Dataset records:
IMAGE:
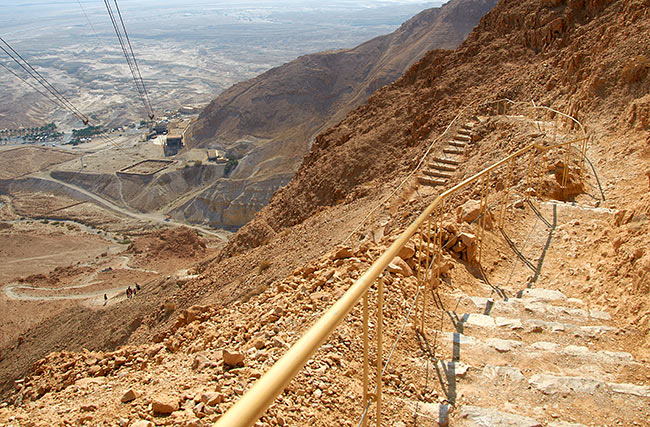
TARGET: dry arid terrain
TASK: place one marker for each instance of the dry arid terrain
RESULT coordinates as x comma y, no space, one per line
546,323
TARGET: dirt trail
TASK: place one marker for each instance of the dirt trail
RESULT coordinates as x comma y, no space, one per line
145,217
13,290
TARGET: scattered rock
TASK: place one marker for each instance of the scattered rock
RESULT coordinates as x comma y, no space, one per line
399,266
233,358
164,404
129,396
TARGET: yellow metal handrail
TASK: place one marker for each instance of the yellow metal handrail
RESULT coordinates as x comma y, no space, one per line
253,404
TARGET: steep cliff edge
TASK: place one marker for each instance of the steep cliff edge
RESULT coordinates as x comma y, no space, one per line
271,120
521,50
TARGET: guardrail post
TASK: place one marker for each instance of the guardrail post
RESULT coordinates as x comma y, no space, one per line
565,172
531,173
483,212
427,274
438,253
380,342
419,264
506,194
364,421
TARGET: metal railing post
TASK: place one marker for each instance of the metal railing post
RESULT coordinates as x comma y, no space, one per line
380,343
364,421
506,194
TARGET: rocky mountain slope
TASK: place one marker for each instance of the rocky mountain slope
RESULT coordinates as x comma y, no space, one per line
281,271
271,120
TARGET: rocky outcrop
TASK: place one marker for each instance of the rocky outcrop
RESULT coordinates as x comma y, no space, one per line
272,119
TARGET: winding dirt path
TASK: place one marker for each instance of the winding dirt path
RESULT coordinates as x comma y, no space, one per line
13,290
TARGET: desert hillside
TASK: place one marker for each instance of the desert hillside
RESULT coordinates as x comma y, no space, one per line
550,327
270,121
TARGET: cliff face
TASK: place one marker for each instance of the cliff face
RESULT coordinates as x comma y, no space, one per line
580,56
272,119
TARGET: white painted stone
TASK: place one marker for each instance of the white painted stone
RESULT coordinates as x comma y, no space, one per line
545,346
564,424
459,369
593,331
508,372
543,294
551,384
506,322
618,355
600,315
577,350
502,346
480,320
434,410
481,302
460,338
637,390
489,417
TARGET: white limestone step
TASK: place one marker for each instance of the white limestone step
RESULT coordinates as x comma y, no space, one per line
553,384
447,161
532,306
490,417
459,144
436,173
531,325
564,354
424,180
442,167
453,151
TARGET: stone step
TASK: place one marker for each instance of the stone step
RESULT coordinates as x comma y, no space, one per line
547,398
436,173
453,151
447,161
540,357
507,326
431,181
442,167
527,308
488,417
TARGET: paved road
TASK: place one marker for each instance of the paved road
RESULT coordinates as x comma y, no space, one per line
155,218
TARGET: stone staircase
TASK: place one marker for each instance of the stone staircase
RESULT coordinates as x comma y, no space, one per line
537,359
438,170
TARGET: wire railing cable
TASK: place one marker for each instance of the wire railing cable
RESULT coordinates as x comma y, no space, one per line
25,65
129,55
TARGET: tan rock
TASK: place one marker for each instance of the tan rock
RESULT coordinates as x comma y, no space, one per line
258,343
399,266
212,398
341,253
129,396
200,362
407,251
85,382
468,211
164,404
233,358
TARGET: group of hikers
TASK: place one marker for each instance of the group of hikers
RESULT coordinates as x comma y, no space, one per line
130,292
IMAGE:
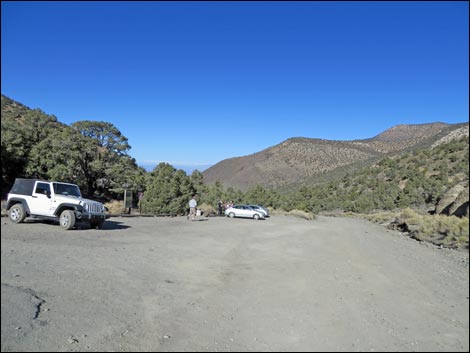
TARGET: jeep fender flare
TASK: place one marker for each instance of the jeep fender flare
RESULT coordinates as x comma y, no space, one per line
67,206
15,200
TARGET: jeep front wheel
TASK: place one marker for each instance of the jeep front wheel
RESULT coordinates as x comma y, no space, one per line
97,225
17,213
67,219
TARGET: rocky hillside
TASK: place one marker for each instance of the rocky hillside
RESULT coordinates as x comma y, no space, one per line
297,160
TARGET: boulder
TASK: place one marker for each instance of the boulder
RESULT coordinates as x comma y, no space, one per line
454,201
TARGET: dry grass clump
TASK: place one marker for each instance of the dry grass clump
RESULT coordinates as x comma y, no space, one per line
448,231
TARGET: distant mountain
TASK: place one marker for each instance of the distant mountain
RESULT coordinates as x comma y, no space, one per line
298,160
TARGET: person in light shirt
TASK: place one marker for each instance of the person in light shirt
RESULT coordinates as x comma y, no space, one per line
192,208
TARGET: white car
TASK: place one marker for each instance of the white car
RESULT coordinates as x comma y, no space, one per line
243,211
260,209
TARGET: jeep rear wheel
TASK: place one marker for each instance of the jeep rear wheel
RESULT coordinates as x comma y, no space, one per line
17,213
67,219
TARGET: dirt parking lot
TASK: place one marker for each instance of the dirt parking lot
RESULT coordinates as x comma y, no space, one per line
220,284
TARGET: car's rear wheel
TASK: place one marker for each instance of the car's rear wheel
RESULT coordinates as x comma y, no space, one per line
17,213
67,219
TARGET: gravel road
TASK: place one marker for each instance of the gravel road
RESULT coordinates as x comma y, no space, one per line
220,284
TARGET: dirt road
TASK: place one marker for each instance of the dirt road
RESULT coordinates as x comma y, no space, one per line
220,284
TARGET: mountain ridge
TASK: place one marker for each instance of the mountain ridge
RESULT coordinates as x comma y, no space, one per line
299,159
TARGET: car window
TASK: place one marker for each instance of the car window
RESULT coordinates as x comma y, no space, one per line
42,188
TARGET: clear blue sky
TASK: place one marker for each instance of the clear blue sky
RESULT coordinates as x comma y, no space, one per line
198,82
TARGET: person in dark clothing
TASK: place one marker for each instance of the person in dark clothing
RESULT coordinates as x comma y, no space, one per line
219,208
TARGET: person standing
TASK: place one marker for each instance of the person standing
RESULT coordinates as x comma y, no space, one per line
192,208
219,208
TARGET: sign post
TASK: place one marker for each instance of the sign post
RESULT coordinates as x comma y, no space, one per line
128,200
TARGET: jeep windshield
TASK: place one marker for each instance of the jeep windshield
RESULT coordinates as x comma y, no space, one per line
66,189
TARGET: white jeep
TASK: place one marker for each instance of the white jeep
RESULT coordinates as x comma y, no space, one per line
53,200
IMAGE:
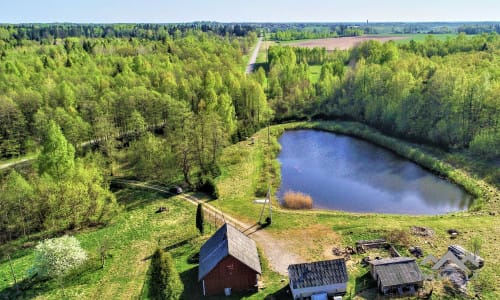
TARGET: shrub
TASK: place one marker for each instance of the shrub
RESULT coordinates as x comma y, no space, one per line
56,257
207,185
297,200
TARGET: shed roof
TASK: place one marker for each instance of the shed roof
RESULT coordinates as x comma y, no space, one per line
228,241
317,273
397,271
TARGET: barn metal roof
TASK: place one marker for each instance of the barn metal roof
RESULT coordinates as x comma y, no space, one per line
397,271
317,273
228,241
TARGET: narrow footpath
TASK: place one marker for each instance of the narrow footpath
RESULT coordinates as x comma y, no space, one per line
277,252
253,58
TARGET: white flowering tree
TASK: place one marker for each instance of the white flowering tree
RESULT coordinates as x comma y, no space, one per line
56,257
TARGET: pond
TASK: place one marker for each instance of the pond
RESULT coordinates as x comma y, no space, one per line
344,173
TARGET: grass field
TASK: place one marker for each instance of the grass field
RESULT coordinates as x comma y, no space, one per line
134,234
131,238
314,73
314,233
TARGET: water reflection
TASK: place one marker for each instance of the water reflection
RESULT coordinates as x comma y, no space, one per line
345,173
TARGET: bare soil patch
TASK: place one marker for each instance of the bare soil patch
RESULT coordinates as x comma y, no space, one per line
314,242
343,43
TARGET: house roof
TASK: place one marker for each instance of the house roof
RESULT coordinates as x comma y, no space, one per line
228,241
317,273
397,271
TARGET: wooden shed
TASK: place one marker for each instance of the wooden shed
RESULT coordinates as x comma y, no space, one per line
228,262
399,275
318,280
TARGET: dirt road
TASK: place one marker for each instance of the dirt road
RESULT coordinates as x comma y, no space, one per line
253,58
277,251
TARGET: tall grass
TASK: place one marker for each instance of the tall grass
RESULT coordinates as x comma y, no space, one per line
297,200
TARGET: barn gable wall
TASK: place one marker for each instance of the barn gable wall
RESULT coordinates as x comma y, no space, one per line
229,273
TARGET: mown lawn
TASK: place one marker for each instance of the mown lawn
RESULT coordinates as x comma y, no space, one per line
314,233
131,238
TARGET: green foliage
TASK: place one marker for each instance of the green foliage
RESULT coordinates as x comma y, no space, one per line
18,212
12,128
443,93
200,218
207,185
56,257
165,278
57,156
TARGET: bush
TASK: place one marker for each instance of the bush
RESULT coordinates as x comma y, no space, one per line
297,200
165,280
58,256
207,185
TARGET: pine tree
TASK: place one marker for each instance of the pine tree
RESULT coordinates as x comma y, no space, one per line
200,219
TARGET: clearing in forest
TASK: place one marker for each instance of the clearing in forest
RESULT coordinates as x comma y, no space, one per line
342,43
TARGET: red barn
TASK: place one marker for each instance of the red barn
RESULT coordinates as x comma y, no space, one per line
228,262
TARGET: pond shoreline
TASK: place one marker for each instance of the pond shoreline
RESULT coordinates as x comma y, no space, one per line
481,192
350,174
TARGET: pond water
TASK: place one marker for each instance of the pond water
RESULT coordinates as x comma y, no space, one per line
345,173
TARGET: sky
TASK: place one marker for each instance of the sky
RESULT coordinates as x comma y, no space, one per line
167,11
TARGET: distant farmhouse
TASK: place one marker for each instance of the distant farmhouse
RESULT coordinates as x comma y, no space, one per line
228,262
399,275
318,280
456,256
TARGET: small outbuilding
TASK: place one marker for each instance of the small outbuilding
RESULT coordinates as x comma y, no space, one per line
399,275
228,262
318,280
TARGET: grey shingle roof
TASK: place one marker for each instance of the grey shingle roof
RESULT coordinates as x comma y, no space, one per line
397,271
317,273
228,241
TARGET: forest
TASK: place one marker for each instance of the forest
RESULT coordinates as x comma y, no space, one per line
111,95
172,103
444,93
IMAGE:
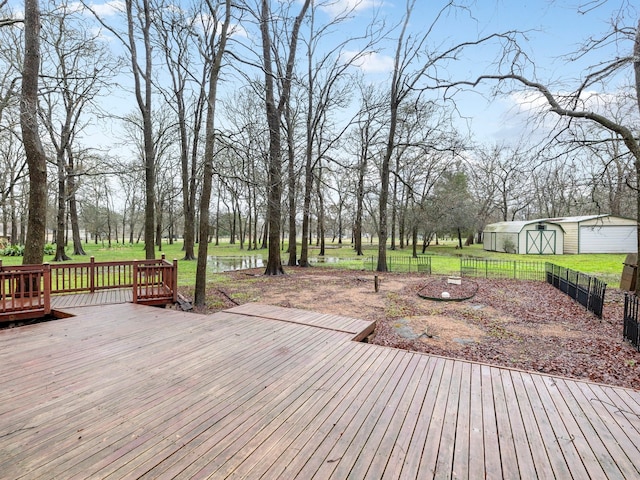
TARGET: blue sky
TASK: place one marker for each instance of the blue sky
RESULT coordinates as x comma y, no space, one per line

__TASK BRIEF__. Can you turn the records, starting at the line that contains "TARGET: forest" and ending at the end of the records, into a JSON list of strings with one string per line, skipping blank lines and leaving the pictures out?

__RESPONSE__.
[
  "TARGET: forest",
  "TASK: place one marker for each instance of the forest",
  "RESULT coordinates as x comma y, no space, one per line",
  "111,95",
  "172,103",
  "444,93",
  "IMAGE:",
  "TARGET: blue sky",
  "TASK: place one marker for each instance of the blue sky",
  "RESULT coordinates as x comma y, no space, one per line"
]